__Instructions for the task__.
Every line containing the word "deck" must be pulled from the records.

__Data for analysis__.
-*-

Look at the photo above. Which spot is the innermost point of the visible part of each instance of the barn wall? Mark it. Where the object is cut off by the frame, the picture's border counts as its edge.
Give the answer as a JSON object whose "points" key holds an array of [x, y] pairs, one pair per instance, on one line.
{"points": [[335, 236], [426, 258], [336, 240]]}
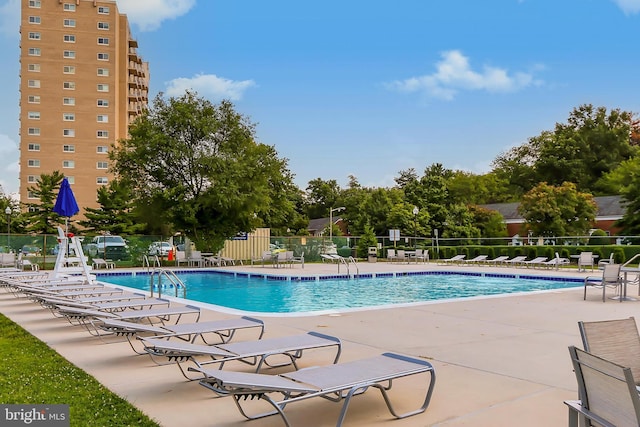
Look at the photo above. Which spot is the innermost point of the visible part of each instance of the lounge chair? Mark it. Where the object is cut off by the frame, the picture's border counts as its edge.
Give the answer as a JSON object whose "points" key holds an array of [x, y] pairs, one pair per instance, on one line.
{"points": [[339, 382], [585, 260], [610, 279], [606, 390], [516, 261], [458, 259], [615, 340], [224, 330], [556, 262], [536, 262], [255, 353], [497, 261], [477, 260]]}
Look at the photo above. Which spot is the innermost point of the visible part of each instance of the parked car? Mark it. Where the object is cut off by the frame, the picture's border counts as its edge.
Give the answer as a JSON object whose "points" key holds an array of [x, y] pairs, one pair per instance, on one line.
{"points": [[108, 247], [160, 248]]}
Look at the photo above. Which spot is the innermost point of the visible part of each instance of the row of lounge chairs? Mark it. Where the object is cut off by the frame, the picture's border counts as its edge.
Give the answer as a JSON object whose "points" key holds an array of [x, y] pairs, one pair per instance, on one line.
{"points": [[503, 260], [158, 328]]}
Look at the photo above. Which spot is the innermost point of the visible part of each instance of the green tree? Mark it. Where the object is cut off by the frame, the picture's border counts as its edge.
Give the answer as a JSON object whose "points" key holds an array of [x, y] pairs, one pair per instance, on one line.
{"points": [[201, 164], [558, 211], [40, 217], [115, 213]]}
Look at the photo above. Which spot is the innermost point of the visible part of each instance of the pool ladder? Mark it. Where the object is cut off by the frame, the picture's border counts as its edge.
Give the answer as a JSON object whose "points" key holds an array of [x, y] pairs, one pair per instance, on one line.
{"points": [[347, 262], [170, 281]]}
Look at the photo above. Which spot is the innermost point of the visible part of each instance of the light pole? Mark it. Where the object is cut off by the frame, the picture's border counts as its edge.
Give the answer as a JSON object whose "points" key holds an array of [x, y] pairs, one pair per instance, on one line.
{"points": [[7, 211], [331, 211], [415, 227]]}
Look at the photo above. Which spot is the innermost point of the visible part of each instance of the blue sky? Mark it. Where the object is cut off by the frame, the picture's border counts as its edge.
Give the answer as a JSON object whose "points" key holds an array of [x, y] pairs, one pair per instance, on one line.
{"points": [[370, 88]]}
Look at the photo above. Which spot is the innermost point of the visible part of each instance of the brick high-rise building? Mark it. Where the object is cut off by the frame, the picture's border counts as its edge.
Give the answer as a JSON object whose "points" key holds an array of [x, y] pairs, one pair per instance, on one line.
{"points": [[81, 84]]}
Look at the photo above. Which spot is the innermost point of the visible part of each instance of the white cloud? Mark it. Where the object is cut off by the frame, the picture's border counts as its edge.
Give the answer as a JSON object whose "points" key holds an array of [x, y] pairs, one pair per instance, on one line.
{"points": [[10, 18], [210, 86], [148, 15], [629, 7], [454, 73]]}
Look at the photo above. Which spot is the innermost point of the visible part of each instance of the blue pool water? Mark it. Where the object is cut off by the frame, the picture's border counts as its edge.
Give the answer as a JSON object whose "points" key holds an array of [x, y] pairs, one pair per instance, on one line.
{"points": [[266, 295]]}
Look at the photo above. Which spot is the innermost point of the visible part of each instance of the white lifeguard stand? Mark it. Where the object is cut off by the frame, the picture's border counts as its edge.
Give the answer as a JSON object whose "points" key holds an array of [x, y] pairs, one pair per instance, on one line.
{"points": [[75, 265]]}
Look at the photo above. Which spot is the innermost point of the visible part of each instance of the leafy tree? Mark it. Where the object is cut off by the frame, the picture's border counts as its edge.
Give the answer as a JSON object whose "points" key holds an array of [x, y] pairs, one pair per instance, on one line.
{"points": [[115, 213], [201, 164], [40, 217], [558, 211]]}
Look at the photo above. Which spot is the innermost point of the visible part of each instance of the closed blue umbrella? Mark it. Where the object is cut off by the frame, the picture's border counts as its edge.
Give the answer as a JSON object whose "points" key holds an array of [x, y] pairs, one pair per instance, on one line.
{"points": [[66, 204]]}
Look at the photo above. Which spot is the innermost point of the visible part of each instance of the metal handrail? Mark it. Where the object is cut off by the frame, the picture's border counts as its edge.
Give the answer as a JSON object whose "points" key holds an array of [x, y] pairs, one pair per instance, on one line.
{"points": [[174, 280]]}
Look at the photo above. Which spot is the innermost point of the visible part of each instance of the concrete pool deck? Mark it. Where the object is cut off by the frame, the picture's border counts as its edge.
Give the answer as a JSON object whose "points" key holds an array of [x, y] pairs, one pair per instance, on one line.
{"points": [[499, 361]]}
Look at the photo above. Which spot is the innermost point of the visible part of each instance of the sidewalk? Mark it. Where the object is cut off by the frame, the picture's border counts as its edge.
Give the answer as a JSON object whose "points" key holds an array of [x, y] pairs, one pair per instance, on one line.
{"points": [[499, 361]]}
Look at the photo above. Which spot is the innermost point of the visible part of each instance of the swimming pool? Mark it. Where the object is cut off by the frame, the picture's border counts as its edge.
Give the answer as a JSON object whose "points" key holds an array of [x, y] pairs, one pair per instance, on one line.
{"points": [[276, 294]]}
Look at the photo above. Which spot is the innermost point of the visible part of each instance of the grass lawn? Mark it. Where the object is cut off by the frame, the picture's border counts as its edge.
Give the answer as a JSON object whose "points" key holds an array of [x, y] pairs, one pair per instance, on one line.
{"points": [[33, 373]]}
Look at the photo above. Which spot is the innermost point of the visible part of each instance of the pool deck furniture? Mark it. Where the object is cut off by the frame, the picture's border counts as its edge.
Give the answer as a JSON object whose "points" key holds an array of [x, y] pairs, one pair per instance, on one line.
{"points": [[607, 392], [336, 383], [258, 353]]}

-*-

__Your response__.
Look at the photo above. Which spot is the innermost point of the visible part of each instance of the concrete pool deck? Mark it. Where the object is cut off by the frame, the picture's border counts as its edge.
Look at the photo above. Which spot is the innermost point of the visible part of each instance of the pool deck furniture? Mark it. Where the object is cut off by the frame, the picture's border counts as its edge.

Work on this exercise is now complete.